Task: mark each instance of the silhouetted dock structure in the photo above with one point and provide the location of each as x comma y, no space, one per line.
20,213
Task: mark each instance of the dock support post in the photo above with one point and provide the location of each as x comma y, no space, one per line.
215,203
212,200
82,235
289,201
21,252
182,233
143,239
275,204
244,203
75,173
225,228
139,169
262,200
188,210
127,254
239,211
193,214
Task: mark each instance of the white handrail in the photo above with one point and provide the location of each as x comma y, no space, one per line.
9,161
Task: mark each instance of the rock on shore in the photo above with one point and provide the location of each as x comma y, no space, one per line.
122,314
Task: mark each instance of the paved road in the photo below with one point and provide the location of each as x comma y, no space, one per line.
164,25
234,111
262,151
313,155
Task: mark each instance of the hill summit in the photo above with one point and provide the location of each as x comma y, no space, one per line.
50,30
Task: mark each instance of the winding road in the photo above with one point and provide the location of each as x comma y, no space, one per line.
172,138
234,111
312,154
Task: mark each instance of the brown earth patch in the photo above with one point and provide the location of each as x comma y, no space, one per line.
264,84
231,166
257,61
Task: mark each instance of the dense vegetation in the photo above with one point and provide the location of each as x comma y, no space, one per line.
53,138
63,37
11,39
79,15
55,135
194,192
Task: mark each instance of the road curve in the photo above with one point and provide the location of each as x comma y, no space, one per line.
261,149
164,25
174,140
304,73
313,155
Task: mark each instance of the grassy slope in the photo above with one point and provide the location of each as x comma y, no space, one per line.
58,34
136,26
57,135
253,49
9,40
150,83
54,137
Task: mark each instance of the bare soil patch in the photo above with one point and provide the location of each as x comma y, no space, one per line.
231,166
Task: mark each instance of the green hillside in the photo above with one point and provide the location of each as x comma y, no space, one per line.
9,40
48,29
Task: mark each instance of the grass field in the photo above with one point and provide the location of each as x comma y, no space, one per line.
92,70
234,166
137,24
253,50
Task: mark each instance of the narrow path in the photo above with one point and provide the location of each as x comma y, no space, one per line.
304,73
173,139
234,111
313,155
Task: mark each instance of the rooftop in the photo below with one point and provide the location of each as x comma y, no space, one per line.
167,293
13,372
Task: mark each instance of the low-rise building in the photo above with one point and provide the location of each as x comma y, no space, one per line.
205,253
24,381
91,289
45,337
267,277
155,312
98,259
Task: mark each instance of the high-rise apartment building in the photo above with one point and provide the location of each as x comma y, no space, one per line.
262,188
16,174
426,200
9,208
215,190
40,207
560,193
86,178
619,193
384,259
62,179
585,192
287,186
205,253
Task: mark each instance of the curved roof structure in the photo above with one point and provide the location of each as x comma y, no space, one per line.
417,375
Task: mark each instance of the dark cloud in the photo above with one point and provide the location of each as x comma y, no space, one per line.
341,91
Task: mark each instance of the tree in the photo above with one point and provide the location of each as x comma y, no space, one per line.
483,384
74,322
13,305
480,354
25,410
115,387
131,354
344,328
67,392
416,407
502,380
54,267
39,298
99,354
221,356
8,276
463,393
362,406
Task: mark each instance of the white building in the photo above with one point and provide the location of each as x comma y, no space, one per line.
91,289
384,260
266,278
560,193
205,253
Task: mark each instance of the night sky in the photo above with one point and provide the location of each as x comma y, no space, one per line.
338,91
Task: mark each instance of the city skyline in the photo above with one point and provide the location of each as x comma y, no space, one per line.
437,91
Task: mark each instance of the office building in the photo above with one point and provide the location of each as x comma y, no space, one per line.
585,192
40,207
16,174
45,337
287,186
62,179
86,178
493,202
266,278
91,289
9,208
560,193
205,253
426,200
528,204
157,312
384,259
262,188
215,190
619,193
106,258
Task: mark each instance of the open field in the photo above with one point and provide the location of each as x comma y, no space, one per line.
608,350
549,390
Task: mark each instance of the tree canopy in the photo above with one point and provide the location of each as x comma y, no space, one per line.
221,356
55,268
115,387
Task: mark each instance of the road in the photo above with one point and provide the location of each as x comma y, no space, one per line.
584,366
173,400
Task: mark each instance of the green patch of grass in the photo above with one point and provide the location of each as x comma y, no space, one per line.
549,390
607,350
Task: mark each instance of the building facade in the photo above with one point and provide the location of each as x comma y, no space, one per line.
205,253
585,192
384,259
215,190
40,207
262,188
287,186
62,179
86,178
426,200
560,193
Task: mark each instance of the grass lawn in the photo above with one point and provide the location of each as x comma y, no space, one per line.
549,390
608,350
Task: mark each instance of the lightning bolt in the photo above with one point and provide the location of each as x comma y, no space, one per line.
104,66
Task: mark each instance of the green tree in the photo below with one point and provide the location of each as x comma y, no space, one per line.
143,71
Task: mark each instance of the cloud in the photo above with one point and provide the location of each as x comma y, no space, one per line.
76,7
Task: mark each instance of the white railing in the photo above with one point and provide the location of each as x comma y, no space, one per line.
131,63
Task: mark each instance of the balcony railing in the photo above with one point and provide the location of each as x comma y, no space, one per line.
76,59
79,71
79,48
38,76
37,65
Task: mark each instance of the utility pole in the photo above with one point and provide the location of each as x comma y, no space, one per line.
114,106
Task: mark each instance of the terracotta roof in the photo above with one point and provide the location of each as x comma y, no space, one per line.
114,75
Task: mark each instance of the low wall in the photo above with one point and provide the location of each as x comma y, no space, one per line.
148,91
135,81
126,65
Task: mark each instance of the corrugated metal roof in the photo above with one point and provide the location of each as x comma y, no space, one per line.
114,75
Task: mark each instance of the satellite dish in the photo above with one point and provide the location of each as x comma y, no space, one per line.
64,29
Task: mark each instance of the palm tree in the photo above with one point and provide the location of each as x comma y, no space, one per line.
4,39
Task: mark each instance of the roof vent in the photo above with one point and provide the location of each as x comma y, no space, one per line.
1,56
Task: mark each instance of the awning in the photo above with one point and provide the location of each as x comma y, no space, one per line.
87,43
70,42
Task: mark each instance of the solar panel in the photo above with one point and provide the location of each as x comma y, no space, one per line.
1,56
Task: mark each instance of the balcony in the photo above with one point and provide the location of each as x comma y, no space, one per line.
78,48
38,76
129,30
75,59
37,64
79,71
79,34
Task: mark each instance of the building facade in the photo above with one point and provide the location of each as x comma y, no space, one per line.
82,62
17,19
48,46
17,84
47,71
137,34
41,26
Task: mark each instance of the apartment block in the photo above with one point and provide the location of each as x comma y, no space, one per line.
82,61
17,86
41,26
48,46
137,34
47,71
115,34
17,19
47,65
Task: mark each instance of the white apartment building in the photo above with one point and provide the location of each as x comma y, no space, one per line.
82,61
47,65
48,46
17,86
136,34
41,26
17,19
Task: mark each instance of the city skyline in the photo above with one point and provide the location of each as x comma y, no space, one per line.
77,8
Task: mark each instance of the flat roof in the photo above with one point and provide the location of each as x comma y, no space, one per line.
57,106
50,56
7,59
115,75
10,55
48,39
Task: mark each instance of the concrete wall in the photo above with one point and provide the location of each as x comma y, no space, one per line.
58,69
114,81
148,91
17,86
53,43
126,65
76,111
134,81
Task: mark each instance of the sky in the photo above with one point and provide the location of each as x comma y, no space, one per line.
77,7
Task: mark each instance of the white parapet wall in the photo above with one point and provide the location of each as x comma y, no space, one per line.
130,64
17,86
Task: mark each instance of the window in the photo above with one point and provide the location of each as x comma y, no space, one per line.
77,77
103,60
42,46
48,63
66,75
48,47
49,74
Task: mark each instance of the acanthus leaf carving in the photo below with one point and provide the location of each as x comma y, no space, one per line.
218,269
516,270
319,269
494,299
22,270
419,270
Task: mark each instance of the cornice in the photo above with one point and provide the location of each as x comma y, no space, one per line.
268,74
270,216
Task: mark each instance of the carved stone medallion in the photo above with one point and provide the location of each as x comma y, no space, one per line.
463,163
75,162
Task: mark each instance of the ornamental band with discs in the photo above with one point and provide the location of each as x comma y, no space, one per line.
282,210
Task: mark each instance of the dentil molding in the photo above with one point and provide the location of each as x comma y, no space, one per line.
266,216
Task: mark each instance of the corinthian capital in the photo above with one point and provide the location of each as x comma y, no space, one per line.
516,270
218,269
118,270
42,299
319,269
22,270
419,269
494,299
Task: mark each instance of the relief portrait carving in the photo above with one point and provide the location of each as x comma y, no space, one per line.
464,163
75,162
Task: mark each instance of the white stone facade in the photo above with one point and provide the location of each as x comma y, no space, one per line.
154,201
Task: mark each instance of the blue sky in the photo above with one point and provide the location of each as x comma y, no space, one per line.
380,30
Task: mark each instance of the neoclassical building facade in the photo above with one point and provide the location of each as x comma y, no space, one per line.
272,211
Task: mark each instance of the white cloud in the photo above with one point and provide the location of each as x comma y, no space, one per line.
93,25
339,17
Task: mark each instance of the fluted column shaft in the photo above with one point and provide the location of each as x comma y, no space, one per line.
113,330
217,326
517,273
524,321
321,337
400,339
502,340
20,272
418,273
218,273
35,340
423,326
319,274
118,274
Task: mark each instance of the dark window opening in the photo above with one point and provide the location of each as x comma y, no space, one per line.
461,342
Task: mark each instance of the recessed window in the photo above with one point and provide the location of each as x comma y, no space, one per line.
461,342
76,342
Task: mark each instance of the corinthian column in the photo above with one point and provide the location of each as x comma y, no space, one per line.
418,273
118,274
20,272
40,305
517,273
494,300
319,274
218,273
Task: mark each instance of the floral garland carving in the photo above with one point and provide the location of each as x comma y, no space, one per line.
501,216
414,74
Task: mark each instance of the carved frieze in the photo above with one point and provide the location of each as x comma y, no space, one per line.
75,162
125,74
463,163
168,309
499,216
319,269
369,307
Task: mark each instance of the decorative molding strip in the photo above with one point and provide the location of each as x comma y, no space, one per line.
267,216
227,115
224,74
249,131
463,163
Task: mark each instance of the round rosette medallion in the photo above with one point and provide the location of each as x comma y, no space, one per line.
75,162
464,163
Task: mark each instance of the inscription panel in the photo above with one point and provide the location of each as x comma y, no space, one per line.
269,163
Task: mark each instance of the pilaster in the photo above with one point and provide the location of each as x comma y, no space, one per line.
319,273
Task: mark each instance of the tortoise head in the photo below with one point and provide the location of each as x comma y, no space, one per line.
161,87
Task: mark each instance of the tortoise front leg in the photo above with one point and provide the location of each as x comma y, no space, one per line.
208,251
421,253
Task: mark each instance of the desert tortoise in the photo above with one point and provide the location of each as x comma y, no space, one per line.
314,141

WHAT TO PRODUCE:
Give back exactly the lines running from the line containing "Task: mark each instance of the pilaster" through the end of the material above, both included, and nothing beyond them.

TASK ANSWER:
Task: mark each instance of the pilaster in the photo above with one point and provide the location of each as x comma y, no space, one per line.
319,273
Task: mark each instance of the tortoise head in the photo below with one point and provide the location of each as x comma y, no space, one per line.
161,87
Task: mark each instance of the tortoise front leg in the photo above with one point and provide the location of each as x comma y, no space, one per line.
208,251
421,253
Task: mark each instance of the desert tortoise in the photo above with one point and provide the location of each as x comma y, no space, one per line.
314,141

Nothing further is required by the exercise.